■ **Given exercise**
In the listing below, please print the line that contains "formatted as [713,596]." and every line that follows it, exactly.

■ **Records for this exercise**

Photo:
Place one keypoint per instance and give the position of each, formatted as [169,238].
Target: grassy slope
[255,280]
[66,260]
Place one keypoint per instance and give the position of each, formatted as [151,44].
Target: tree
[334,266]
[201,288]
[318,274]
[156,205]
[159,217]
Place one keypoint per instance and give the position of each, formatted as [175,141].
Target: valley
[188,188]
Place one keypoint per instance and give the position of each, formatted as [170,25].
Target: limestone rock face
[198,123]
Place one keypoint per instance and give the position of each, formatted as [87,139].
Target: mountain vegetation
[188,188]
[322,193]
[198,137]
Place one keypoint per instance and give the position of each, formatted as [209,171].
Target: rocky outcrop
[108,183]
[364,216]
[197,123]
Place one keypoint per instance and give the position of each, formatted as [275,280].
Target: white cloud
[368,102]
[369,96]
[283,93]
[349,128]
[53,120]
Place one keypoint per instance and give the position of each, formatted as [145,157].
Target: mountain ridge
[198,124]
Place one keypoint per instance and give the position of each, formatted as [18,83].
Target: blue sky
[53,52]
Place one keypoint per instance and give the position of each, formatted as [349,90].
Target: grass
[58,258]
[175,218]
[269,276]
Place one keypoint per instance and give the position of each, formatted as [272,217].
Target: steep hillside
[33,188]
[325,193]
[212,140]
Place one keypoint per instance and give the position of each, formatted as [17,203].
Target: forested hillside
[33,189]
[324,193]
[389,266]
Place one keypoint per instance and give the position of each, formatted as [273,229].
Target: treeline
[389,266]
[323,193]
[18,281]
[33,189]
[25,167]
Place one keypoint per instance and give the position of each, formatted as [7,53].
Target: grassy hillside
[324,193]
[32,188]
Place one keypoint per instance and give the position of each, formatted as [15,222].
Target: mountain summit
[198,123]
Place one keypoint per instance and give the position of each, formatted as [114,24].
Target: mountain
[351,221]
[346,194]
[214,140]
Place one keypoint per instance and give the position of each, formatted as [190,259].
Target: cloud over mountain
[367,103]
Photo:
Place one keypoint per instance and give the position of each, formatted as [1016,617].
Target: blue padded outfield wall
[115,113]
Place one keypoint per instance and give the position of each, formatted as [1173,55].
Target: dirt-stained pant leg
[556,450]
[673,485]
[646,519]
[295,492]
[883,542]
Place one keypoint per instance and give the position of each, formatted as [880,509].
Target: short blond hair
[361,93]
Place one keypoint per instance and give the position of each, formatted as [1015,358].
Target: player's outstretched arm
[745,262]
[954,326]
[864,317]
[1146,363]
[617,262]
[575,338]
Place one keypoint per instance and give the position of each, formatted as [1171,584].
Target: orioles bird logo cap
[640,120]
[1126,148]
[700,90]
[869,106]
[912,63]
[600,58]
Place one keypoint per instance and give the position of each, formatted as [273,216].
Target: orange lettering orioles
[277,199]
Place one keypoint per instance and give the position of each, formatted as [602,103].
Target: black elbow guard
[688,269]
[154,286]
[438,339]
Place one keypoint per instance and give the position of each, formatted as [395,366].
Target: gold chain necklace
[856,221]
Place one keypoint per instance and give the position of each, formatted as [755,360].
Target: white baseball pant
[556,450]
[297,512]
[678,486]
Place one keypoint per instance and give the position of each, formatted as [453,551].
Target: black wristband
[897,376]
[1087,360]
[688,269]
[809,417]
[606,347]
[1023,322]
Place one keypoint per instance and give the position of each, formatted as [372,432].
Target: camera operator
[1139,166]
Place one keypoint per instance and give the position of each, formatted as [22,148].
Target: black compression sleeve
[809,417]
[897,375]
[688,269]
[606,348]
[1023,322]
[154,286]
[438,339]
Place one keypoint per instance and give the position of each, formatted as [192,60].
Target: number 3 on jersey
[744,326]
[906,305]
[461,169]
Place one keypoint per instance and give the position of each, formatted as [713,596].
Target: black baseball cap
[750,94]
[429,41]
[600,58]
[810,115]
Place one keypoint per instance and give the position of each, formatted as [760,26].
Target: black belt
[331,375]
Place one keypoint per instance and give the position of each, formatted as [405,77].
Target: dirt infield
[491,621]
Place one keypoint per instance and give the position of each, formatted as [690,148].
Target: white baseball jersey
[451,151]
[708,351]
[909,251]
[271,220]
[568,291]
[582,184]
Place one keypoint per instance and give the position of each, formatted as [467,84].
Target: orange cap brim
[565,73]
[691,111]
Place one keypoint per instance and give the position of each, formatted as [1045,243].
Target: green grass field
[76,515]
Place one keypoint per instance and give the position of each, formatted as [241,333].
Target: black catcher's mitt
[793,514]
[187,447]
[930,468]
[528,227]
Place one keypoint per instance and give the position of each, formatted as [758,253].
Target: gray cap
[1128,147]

■ **Completed exercise**
Place one keypoint per instance and give the position of each, formatted as [713,596].
Target: black baseball cap
[750,94]
[429,41]
[600,58]
[810,115]
Place one keypoint per instance and give the position of each, formatted as [760,26].
Target: black belt
[331,375]
Place one keypoint per instance and give the position of each, formatted as [405,77].
Target: dirt infield
[491,621]
Place one keypoint per instance and give the position of each, formatted as [690,148].
Target: white baseball jersey
[451,151]
[708,351]
[909,251]
[271,220]
[568,291]
[582,184]
Place one keypoint per instance and give the position of each, formatted as [467,84].
Target: orange cap brim
[565,73]
[691,111]
Place one keypoint per instance and give the position of each, formatted as [1045,243].
Target: green grass field
[76,515]
Place one keypoint per instance and give the position of each, formatted as [241,333].
Target: black catcher's mitt
[793,514]
[187,447]
[930,468]
[528,227]
Place one keypoint per instance and give the position of each, formatted as [758,253].
Target: gray cap
[1128,147]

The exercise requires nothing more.